* Start *
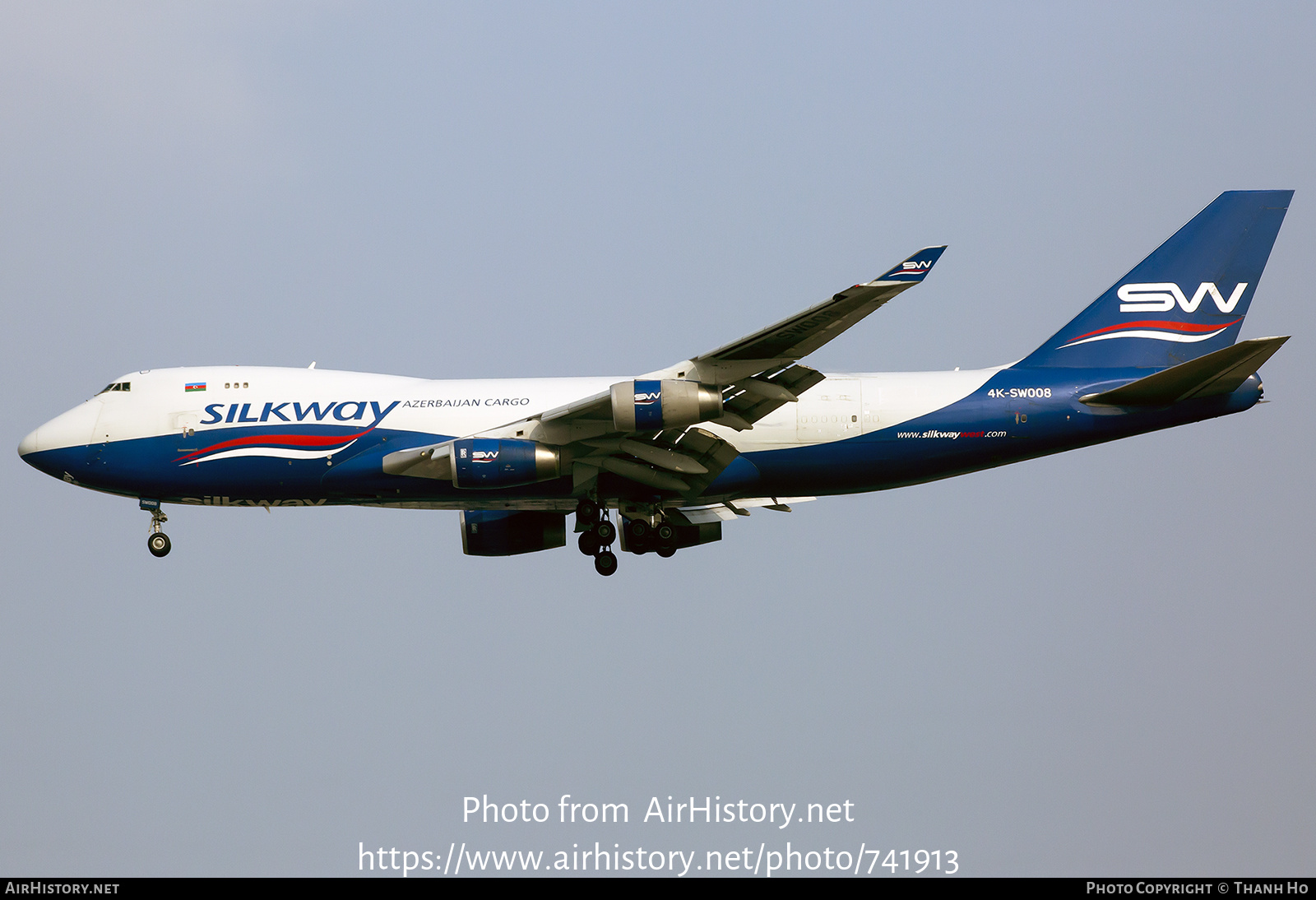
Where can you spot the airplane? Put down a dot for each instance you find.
(675, 452)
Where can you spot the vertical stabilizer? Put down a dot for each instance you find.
(1188, 299)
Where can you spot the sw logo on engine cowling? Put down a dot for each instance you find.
(1161, 296)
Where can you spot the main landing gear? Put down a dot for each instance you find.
(157, 541)
(642, 536)
(596, 536)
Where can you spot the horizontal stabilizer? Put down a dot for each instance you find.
(1206, 377)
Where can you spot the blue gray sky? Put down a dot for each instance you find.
(1096, 663)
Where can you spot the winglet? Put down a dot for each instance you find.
(914, 269)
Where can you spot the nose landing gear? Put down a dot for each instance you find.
(157, 541)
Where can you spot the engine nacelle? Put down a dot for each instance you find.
(655, 406)
(493, 463)
(506, 533)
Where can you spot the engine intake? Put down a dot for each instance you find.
(491, 463)
(655, 406)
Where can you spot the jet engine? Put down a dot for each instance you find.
(493, 463)
(655, 406)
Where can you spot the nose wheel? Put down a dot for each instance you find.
(158, 544)
(157, 541)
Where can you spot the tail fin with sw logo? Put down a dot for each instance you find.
(1188, 299)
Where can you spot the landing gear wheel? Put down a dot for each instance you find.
(605, 564)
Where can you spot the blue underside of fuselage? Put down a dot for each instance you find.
(980, 432)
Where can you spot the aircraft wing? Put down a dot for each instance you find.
(800, 335)
(754, 377)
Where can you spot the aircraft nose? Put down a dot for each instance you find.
(67, 430)
(30, 443)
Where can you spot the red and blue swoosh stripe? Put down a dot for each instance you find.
(1155, 331)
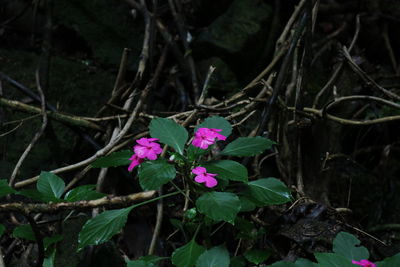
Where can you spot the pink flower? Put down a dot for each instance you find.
(147, 149)
(135, 162)
(364, 263)
(203, 177)
(205, 137)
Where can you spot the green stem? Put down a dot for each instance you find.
(153, 199)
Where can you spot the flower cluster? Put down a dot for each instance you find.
(146, 148)
(205, 137)
(364, 263)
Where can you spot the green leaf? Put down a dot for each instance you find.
(34, 194)
(228, 170)
(238, 261)
(47, 241)
(332, 260)
(216, 122)
(269, 191)
(169, 132)
(5, 189)
(2, 229)
(247, 146)
(187, 255)
(393, 261)
(50, 185)
(257, 256)
(25, 232)
(115, 159)
(247, 204)
(84, 192)
(155, 173)
(219, 206)
(215, 257)
(346, 245)
(102, 227)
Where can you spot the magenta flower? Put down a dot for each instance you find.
(146, 148)
(364, 263)
(135, 162)
(203, 177)
(205, 137)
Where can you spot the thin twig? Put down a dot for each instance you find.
(37, 135)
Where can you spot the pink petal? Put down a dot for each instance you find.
(211, 182)
(140, 151)
(200, 178)
(199, 170)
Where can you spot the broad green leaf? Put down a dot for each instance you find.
(238, 261)
(34, 194)
(155, 173)
(47, 241)
(119, 158)
(214, 257)
(305, 263)
(169, 132)
(257, 256)
(247, 204)
(139, 263)
(187, 255)
(102, 227)
(216, 122)
(393, 261)
(269, 191)
(247, 146)
(2, 229)
(332, 260)
(84, 192)
(24, 231)
(5, 189)
(228, 170)
(50, 185)
(347, 245)
(219, 206)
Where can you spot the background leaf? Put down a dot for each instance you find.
(346, 245)
(228, 170)
(393, 261)
(102, 227)
(214, 257)
(269, 191)
(219, 206)
(5, 189)
(169, 132)
(119, 158)
(25, 232)
(332, 260)
(155, 173)
(257, 256)
(50, 185)
(216, 122)
(247, 146)
(187, 255)
(84, 192)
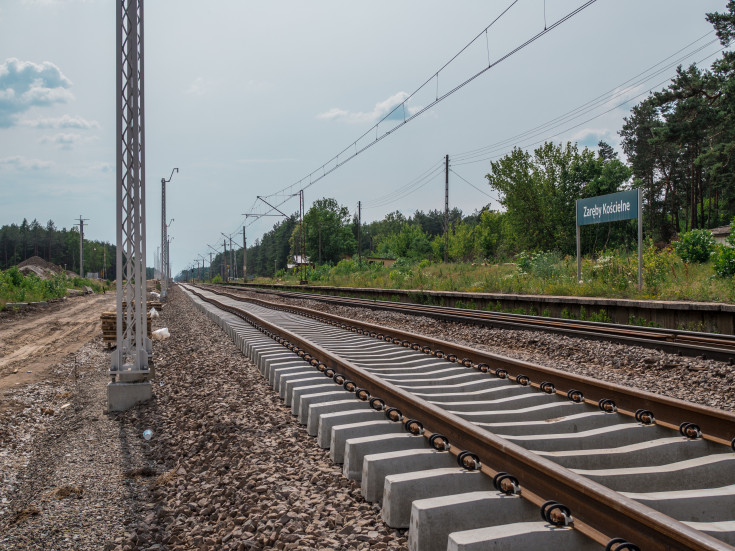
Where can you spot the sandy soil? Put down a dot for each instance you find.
(32, 341)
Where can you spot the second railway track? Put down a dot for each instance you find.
(690, 343)
(423, 423)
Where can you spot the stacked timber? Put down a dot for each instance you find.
(157, 304)
(109, 328)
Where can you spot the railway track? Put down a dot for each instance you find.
(688, 343)
(477, 451)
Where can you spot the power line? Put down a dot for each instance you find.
(474, 186)
(355, 149)
(485, 153)
(406, 190)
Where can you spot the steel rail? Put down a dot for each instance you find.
(711, 345)
(598, 511)
(716, 425)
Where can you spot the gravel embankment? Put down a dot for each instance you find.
(228, 466)
(238, 471)
(705, 382)
(65, 466)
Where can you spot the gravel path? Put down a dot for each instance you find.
(228, 466)
(705, 382)
(63, 462)
(237, 471)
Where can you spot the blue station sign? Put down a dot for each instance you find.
(608, 208)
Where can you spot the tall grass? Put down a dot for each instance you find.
(16, 287)
(613, 274)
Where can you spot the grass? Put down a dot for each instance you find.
(16, 287)
(612, 275)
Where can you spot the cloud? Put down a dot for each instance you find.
(24, 84)
(66, 121)
(381, 109)
(199, 87)
(266, 161)
(22, 163)
(64, 141)
(591, 136)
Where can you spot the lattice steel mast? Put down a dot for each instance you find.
(164, 236)
(133, 344)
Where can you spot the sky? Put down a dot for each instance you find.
(250, 98)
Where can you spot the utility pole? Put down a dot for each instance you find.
(303, 238)
(164, 238)
(225, 268)
(244, 255)
(232, 255)
(129, 361)
(81, 244)
(446, 210)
* End *
Set exercise – Print again the material above, limited to the lines from the one holding "Where can you spot the second" through the last, inclusive.

Written solution –
Where can you spot the second railway track? Put down a dot for each instance you find.
(690, 343)
(423, 423)
Where can you spot the stacked timber? Put down a dot for each instance you find.
(157, 304)
(109, 328)
Where can you spot the railway track? Put down a dot for each instance you find.
(688, 343)
(477, 451)
Where can you spot the power line? Put down a dot for each instance you find.
(474, 186)
(355, 149)
(485, 153)
(406, 190)
Where can you spot the steel rail? Put down a dot for each instance you find.
(711, 345)
(598, 511)
(716, 425)
Where can you spot the gravel embankment? Put down a dot for each instance you find.
(228, 466)
(238, 471)
(705, 382)
(65, 466)
Where can you spot the gravel path? Put down a dot for each instance you find.
(228, 466)
(705, 382)
(63, 462)
(237, 471)
Where can you spot the blue station sign? Put down a dot for each instance you find.
(608, 208)
Where can you spot the tall grass? Put down a dot for each instance you find.
(16, 287)
(613, 274)
Where can you spot the grass? Put down a dot for each instance you find.
(16, 287)
(612, 275)
Where can you spot the cloud? Put down a dot for each instance you find.
(24, 84)
(66, 121)
(381, 109)
(199, 87)
(266, 161)
(22, 163)
(64, 141)
(591, 136)
Where can you spot the lattice steel mast? Put down a dot for each instance you find.
(164, 236)
(133, 344)
Where can you spot the sky? Put down a dot for each instance you find.
(250, 98)
Where can you spot the utility pole? Put down a dot for each instance you find.
(303, 238)
(164, 238)
(225, 268)
(244, 255)
(232, 255)
(129, 361)
(81, 244)
(446, 210)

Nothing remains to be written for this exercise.